Extrait du document:

★ ★ ★ ★

Denis Pedron Des psychologues du travail sont présents dans chacun de nos établissements. Tous les partenaires sociaux sont représentés dans les CHST. Le plus difficile à repérer aujourd'hui, ce sont les risques psycho-sociaux. Harcèlement, temps de transport, horaires de travail décalés sont autant de facteurs de stress. À cela vient s'ajouter la précarité que certains opérateurs ont pu connaître par le passé, en enchaînant les CDD. Nous avons monté, au catalogue de formation, des modules de prévention et de connaissance de ces risques psycho-sociaux à destination de nos cadres. Il faut apprendre à reconnaître les signes, que l'on ne voit pas toujours. D'où l'intérêt d'avoir des référents par secteurs, qui connaissent très bien leurs équipes. Il faut savoir qu'en cuisine, nous avons entre 10 et 13 % de taux d'absentéisme.

Quel accueil recevez-vous de la part des responsables quand vous leur parlez de ces risques ?

★ ★ ★ ★

Lignes répertoriées:
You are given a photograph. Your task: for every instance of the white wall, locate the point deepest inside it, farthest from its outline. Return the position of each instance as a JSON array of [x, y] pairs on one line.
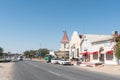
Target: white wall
[[75, 40]]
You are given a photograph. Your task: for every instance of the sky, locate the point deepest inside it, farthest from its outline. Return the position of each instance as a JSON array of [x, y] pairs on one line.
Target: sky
[[33, 24]]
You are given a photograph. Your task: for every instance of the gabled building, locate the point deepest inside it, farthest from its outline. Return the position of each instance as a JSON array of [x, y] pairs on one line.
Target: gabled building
[[94, 48], [64, 49], [65, 42]]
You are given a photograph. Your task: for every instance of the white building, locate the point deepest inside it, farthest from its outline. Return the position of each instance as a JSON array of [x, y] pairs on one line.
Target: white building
[[95, 48]]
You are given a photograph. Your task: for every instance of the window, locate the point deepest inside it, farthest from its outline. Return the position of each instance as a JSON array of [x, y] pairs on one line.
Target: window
[[109, 56], [77, 52], [64, 46], [95, 56]]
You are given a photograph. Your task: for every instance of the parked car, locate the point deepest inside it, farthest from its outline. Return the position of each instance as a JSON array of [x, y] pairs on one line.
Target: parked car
[[7, 59], [75, 61], [54, 60], [48, 58], [64, 62]]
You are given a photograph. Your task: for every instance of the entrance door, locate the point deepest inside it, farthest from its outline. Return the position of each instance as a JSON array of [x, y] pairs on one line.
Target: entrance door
[[102, 57]]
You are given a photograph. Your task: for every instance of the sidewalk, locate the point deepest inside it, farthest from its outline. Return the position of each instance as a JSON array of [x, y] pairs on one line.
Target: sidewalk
[[6, 71], [109, 69]]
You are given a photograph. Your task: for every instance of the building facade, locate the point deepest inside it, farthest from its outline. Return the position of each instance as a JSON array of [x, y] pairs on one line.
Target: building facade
[[94, 48]]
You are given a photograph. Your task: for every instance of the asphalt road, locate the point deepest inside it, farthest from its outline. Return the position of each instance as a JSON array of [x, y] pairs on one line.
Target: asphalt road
[[33, 70]]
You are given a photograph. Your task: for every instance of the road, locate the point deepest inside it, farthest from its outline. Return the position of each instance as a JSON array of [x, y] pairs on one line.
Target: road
[[33, 70]]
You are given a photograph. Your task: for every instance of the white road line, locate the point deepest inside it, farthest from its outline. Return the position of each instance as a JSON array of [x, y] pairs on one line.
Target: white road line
[[54, 73]]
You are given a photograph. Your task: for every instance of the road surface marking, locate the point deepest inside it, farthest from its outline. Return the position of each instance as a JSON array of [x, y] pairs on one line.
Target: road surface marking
[[54, 73]]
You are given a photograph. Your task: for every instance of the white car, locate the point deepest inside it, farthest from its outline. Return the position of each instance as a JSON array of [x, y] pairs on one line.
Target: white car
[[54, 61], [64, 62]]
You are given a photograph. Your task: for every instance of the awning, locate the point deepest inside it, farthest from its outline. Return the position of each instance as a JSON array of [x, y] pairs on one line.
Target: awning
[[84, 53], [109, 52], [96, 52]]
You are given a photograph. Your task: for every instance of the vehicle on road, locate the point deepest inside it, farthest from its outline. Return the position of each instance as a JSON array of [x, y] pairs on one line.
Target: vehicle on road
[[64, 62], [48, 58], [54, 60]]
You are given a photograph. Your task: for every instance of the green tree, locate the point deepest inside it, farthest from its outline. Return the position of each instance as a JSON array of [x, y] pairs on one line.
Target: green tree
[[1, 51], [43, 52], [117, 46]]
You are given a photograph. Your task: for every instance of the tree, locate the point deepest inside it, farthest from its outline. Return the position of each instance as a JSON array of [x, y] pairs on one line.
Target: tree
[[43, 52], [1, 51]]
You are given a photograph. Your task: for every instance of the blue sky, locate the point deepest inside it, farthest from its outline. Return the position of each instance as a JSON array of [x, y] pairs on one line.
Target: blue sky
[[31, 24]]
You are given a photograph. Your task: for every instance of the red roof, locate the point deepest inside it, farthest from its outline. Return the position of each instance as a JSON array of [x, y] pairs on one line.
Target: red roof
[[65, 38]]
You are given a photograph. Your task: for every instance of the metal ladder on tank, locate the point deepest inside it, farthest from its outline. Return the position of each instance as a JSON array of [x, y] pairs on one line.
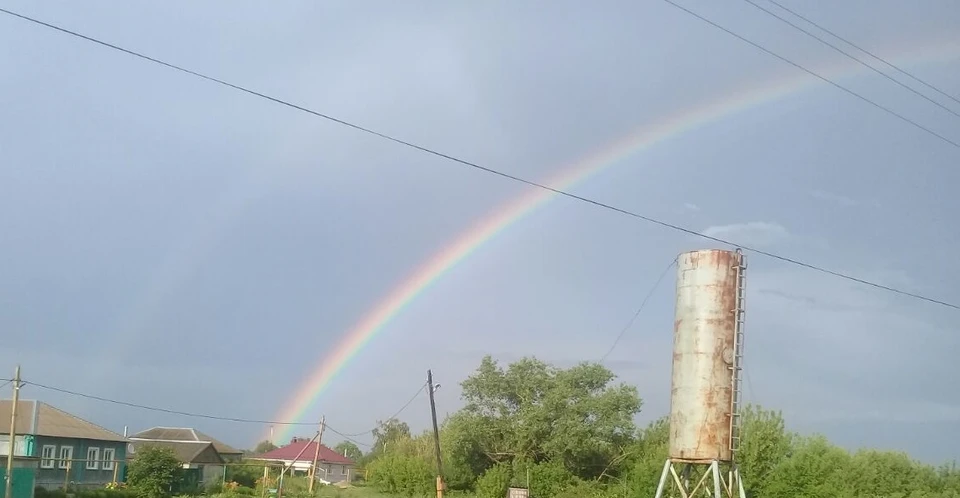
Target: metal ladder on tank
[[737, 367]]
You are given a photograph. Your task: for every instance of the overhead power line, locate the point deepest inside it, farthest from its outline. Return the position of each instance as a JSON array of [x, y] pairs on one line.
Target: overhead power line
[[871, 54], [852, 57], [817, 75], [395, 415], [547, 187], [639, 310], [207, 416]]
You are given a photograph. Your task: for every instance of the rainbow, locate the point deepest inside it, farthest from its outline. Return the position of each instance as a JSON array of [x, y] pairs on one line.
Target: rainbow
[[465, 244]]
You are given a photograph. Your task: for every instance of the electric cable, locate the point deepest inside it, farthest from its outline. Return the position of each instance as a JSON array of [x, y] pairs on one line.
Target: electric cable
[[639, 310], [871, 54], [208, 416], [850, 56], [817, 75], [561, 192]]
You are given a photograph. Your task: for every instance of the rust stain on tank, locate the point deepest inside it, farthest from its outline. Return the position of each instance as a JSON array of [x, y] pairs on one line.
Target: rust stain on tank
[[704, 328]]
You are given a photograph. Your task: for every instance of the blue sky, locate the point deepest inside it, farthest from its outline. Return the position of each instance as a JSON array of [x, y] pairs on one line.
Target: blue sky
[[171, 242]]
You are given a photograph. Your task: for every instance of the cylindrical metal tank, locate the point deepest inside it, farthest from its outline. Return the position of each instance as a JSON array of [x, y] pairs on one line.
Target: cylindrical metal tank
[[703, 356]]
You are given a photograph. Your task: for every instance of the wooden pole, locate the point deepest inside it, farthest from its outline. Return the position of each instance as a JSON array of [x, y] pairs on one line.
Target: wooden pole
[[316, 455], [286, 467], [266, 477], [8, 485], [436, 434]]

★ ★ ★ ★

Consigne: Pourriez-vous prolonger l'entretien sur les risques psycho-sociaux au travail à partir de sa dernière phrase ?

Résultat de l'exercice:
Philippe Dubois Globalement, les décideurs sont conscients des risques encourus par leurs salariés, car ils constatent de toute façon le fort taux d'absentéisme qui existe dans le secteur, et le turnover élevé. L'état d'anxiété dans lequel se trouvent les opérationnels est une des causes de cet état de fait. Il n'y pas de solution idéale, il faut trouver un juste équilibre, et c'est souvent un vrai casse-tête pour les chefs d'établissements. Les TMS représentent en effet 80 % des arrêts maladie dans l'hôtellerie.

Denis Pedron En collectivité, et plus particulièrement dans notre institution, nous avons la chance d'avoir des ergonomes qui travaillent en lien avec nous sur les problématiques de santé, que nous connaissons bien. Ils travaillent sur la prévention des TMS en réfléchissant sur l'organisation du travail et sur les postes. En milieu hospitalier, les responsables sont plus que quiconque sensibles à la prévention des maladies professionnelles.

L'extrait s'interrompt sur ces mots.